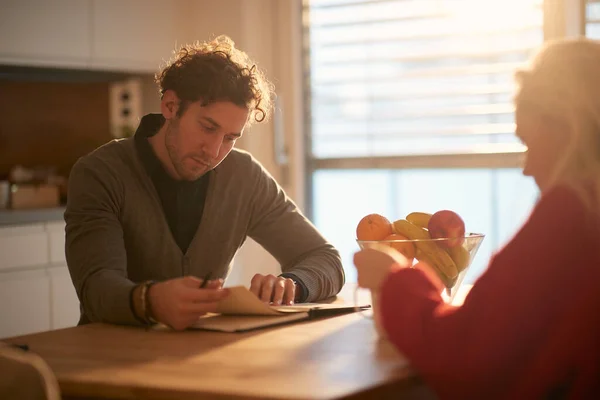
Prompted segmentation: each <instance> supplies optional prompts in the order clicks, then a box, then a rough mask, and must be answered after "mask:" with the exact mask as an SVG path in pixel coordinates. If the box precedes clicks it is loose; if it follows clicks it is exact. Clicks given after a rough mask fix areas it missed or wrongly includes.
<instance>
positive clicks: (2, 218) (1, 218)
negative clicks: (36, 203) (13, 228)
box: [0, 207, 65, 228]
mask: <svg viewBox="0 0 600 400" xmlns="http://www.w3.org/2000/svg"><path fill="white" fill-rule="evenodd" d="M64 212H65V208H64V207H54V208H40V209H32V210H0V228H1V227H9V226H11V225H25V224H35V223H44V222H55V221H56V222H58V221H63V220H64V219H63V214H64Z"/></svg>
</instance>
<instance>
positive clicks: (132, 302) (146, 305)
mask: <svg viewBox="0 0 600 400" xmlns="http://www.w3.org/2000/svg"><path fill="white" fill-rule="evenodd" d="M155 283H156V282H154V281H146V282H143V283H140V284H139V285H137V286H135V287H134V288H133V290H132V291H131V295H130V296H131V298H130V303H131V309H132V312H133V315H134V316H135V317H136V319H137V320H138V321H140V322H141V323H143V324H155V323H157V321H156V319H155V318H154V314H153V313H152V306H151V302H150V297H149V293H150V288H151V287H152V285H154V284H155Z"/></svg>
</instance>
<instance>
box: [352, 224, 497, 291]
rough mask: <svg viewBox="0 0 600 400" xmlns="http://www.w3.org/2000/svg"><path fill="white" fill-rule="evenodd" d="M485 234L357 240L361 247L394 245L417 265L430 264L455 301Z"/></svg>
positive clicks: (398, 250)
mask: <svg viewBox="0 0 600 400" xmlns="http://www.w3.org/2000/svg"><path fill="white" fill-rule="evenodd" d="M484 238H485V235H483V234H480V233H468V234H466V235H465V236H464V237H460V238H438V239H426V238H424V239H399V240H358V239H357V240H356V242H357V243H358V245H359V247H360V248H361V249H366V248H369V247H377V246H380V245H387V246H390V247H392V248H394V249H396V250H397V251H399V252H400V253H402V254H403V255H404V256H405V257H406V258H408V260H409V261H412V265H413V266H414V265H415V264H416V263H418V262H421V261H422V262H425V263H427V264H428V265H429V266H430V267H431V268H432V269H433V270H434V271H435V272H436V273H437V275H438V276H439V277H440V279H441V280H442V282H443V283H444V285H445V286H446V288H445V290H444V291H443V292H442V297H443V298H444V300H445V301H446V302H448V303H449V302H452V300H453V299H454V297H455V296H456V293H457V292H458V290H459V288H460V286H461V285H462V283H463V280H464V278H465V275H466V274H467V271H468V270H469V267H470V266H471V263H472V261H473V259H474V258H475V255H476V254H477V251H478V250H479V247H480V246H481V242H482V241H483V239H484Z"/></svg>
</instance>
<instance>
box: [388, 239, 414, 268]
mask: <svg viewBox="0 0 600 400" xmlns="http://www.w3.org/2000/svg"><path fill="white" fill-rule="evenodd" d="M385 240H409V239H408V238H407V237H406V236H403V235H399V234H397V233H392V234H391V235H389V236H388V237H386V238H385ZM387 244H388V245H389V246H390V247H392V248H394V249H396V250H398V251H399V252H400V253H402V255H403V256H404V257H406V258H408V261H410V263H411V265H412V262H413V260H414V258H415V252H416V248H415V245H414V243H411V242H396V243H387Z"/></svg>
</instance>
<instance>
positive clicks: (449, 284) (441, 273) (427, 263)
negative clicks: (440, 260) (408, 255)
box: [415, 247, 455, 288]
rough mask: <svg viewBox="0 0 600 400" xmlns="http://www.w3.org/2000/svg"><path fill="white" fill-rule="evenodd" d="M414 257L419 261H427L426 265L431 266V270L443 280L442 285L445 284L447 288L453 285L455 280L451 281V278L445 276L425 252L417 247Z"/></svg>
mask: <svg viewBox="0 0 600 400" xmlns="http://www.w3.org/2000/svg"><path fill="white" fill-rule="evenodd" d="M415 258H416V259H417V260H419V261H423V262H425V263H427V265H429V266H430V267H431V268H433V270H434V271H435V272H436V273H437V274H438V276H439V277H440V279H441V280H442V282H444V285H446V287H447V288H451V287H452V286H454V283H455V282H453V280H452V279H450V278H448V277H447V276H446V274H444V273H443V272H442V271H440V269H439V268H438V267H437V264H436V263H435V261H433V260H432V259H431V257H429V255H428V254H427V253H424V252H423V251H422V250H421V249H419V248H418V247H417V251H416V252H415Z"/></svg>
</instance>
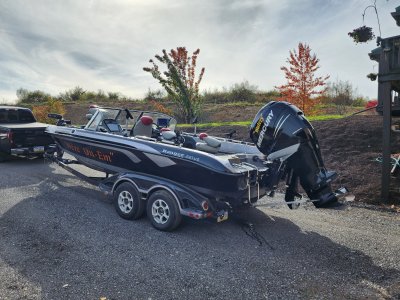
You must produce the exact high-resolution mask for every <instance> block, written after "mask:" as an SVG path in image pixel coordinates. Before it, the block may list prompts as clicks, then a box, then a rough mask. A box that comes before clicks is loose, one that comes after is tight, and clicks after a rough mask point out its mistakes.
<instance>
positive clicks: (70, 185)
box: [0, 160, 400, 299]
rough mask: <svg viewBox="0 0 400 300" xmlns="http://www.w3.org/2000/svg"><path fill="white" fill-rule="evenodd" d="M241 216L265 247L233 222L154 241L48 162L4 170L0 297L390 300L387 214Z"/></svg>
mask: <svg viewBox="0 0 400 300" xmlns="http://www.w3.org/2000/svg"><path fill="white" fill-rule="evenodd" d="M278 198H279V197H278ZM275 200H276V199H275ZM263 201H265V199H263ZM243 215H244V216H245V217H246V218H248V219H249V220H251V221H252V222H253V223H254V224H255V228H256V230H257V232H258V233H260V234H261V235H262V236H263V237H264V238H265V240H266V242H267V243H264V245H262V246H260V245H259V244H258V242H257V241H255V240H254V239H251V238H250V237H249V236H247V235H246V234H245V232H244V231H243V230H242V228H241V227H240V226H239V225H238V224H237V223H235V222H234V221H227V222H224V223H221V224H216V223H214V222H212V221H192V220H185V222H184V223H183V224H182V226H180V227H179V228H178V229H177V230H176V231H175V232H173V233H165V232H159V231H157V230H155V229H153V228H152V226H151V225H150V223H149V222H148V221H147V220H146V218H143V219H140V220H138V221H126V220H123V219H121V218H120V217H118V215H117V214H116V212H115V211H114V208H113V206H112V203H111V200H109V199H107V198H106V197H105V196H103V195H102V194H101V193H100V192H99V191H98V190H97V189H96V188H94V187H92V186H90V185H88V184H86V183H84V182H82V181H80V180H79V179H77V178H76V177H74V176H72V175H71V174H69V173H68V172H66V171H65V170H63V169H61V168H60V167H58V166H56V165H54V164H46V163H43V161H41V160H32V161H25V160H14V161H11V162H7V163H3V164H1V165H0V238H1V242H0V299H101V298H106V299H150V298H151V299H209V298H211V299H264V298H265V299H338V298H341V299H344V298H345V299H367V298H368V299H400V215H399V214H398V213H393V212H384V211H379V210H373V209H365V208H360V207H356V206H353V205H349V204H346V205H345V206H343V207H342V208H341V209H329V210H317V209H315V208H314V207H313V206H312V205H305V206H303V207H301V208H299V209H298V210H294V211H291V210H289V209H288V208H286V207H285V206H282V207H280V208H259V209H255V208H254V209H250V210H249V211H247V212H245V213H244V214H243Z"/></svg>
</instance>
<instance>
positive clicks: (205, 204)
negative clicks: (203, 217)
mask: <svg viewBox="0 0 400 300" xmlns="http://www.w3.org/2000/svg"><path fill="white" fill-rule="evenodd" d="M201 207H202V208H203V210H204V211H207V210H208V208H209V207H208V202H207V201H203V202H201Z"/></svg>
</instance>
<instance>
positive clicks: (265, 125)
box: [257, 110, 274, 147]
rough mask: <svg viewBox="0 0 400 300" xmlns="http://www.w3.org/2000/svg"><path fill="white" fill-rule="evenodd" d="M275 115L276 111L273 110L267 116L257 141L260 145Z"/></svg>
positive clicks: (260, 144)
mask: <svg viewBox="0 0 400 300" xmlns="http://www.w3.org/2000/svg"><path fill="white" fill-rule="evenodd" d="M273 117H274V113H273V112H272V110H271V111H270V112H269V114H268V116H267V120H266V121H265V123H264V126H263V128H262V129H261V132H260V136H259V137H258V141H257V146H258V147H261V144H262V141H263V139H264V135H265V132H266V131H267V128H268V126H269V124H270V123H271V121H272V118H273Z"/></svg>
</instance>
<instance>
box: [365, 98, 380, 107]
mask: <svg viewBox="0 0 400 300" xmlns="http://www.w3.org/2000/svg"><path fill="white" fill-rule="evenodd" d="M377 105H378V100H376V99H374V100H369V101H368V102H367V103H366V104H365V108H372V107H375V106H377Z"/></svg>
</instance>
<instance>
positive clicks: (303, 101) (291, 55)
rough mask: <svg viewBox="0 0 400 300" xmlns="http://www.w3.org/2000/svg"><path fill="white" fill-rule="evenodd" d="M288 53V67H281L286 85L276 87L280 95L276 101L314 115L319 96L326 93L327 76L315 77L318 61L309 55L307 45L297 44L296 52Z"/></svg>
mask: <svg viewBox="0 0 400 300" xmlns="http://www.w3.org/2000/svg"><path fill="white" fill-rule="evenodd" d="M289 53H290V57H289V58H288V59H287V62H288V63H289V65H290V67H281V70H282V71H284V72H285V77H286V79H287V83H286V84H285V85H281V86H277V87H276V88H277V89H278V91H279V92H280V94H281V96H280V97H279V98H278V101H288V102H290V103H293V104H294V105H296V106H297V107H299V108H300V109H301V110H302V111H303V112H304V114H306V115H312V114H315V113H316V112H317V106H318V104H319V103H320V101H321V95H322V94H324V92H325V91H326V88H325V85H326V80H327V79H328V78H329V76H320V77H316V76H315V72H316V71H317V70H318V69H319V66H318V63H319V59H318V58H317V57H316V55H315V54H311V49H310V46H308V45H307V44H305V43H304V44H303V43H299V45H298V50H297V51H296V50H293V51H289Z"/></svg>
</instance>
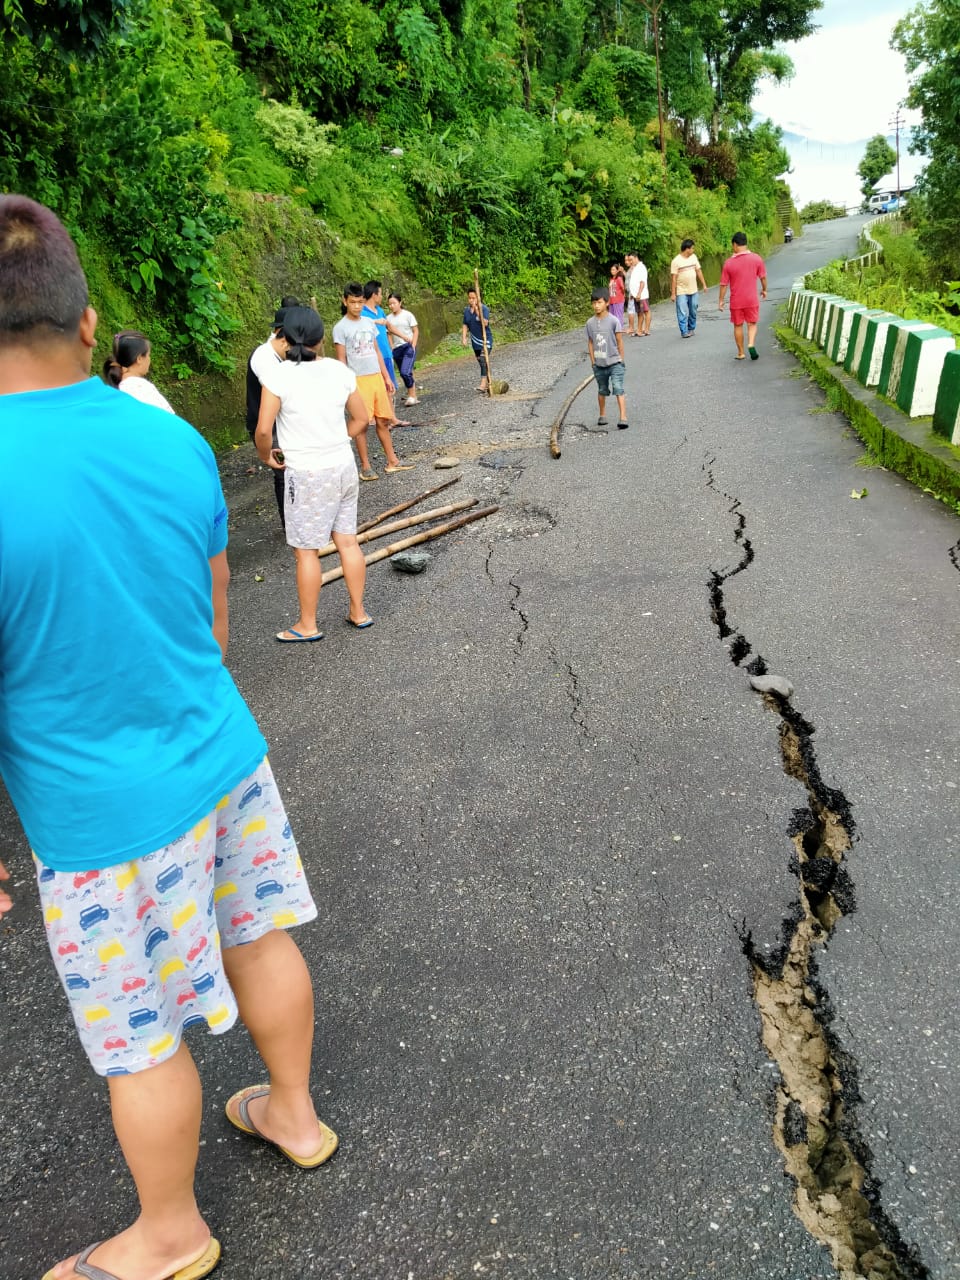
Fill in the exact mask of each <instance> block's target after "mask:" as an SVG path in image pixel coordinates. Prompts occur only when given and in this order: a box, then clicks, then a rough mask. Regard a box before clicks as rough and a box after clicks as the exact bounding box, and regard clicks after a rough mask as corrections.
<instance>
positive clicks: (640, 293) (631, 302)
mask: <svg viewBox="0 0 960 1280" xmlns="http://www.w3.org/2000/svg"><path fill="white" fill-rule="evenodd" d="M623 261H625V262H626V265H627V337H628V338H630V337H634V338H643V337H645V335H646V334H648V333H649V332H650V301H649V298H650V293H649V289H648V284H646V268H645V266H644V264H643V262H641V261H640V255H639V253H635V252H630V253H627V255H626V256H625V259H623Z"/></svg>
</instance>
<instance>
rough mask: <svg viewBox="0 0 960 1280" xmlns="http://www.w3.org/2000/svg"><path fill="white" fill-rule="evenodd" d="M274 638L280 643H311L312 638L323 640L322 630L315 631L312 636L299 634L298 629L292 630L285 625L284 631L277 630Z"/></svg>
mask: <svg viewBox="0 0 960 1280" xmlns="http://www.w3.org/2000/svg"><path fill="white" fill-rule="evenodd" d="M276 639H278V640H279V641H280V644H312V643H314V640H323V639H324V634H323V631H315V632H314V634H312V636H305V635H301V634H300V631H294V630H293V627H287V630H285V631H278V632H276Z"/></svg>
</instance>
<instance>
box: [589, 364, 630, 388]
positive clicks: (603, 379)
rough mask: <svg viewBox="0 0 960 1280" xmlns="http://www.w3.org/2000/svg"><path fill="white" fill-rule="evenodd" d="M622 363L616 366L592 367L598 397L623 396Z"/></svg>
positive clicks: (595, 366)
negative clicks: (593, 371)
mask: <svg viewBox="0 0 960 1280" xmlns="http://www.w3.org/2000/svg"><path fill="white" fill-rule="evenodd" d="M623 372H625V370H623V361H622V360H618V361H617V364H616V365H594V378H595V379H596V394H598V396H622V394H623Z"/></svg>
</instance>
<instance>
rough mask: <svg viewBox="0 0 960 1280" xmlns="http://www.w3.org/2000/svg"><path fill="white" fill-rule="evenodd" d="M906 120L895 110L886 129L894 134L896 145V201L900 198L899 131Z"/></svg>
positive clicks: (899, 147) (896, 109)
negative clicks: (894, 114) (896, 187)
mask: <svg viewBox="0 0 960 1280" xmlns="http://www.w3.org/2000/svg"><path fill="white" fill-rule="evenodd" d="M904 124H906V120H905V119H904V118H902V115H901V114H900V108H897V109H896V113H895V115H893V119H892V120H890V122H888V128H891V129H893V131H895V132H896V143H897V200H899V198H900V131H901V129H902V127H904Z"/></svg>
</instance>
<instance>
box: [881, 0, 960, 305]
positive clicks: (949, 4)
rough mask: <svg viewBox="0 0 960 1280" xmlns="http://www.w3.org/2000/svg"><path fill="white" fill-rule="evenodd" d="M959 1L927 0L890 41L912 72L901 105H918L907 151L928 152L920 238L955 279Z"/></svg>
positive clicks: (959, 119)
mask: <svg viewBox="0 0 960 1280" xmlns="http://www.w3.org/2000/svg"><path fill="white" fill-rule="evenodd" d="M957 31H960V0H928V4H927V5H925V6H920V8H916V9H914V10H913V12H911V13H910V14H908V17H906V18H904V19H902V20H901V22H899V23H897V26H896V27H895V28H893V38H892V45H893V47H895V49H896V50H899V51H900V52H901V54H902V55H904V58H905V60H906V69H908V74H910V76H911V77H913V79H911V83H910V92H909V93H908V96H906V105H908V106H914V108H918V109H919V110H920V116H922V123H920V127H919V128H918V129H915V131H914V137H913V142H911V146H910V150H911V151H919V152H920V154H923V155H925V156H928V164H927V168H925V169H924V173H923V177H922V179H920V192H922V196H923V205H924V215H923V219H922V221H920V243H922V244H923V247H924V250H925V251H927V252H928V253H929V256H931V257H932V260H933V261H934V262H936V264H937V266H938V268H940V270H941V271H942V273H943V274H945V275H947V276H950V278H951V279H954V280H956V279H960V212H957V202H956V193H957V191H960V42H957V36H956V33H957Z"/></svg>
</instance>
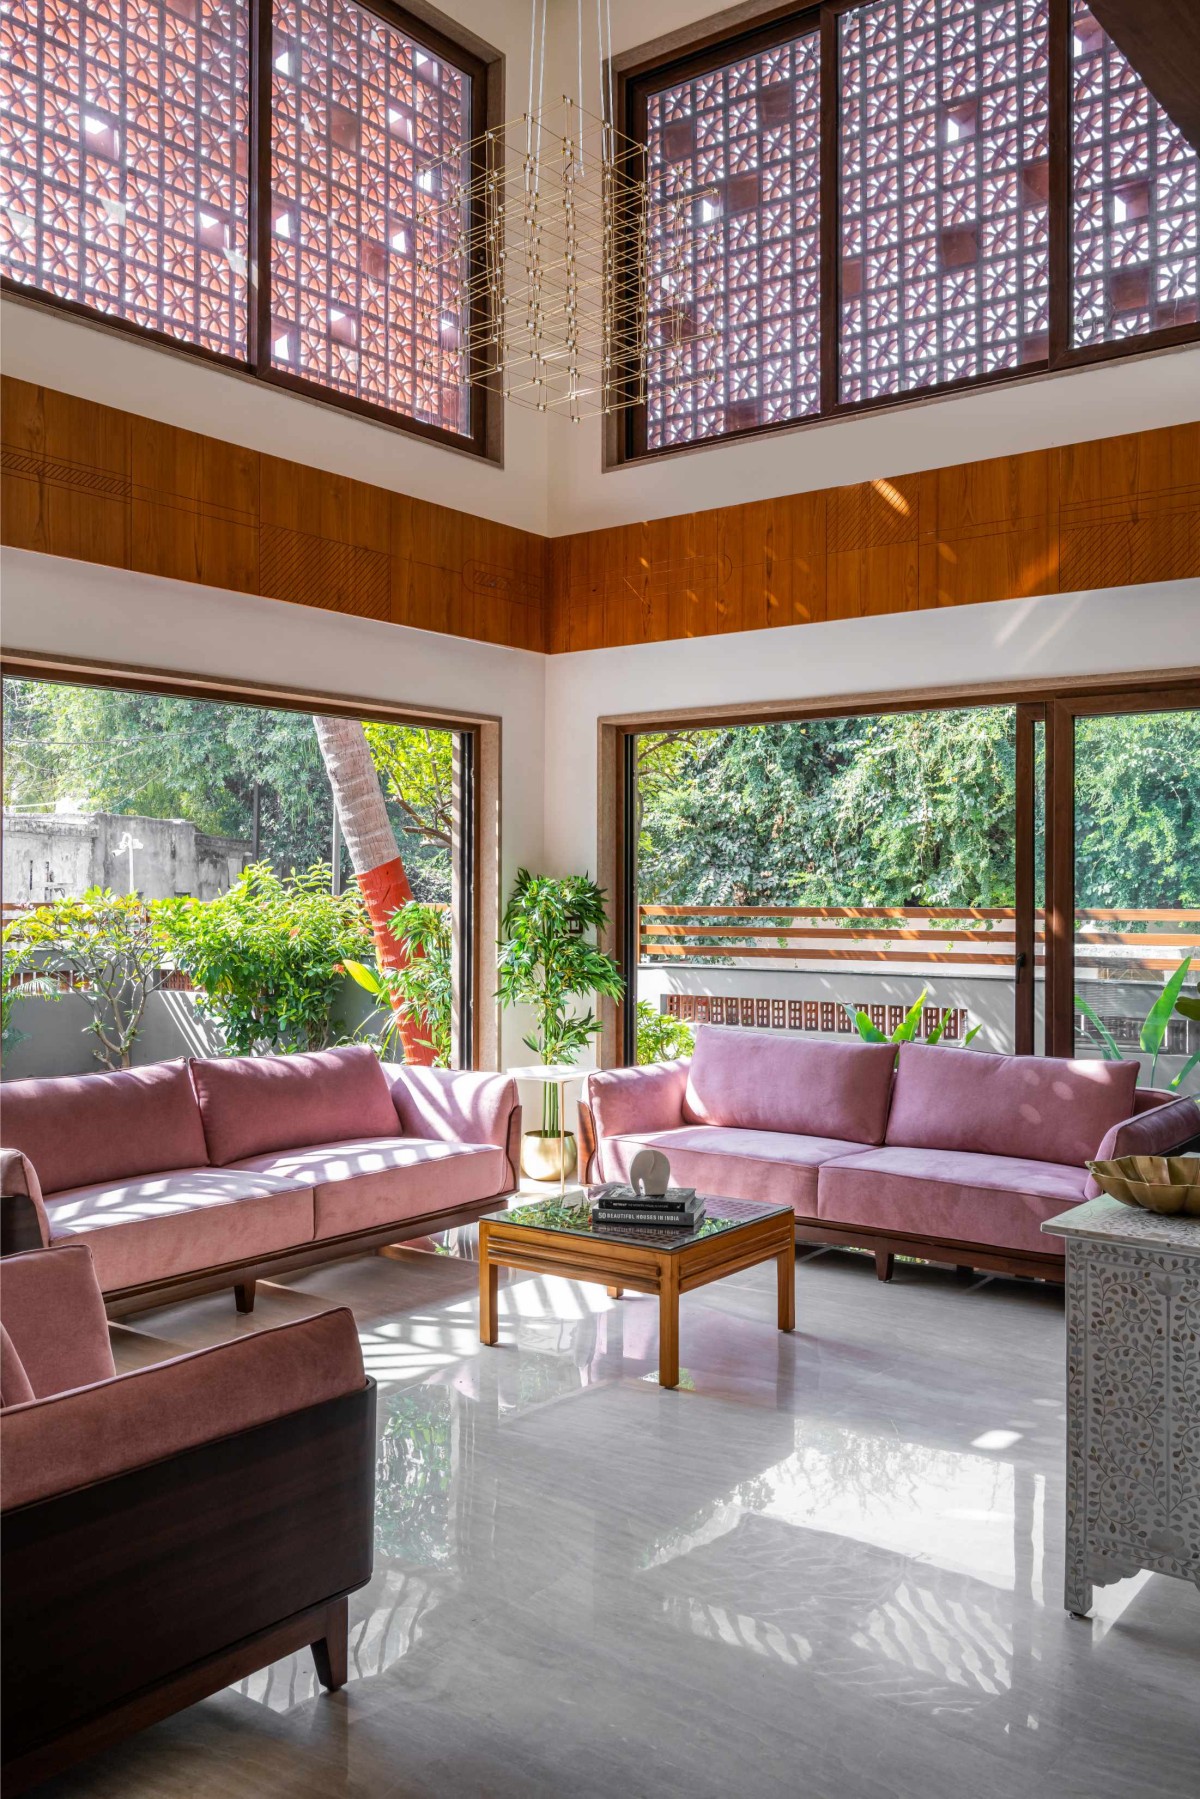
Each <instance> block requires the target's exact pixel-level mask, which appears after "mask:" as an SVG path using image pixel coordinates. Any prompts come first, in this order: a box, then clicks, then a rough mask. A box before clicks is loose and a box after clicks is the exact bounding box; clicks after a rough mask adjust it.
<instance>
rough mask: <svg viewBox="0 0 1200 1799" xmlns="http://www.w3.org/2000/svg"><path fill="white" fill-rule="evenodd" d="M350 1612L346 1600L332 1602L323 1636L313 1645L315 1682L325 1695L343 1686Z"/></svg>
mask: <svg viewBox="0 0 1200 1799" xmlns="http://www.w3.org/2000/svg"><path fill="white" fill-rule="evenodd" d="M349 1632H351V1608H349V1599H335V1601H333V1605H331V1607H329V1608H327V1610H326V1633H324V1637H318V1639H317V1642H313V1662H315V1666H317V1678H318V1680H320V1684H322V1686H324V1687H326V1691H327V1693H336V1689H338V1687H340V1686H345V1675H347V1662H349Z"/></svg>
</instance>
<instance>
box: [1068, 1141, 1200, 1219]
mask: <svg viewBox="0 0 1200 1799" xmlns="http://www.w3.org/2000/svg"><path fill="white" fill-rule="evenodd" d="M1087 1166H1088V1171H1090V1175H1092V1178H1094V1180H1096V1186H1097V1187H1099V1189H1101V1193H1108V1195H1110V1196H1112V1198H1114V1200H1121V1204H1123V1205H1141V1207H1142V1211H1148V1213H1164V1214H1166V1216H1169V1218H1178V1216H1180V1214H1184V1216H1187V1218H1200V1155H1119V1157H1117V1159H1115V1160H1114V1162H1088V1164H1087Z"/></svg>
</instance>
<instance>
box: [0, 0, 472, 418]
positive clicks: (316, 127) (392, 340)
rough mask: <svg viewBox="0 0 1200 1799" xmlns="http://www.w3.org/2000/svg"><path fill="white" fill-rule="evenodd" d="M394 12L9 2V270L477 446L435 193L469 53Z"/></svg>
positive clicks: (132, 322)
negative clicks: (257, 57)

PROBLEM TO WORK ON – Check each line of the records above, and copy those that hold the word "this".

RESPONSE BOX –
Fill in the exact mask of each <instance> block's target after "mask:" as an SVG path in image pixel coordinates. Prompts occur only when given and in this order: a box, then clicks, then a rough mask. Regard a box before clicks as rough and a box after clicks as the exact bounding box, and regard clicks after a rough mask as corrections.
Each <instance> block requires the target's exact pixel-level mask, which appears after "mask:" as an SVG path using image pixel coordinates. Any prompts come first, in this order: a box, then clicks, then a rough mask. A box before clicks is loose and a box after clicks is the exact bounding box; clicks after a rough mask adjust it.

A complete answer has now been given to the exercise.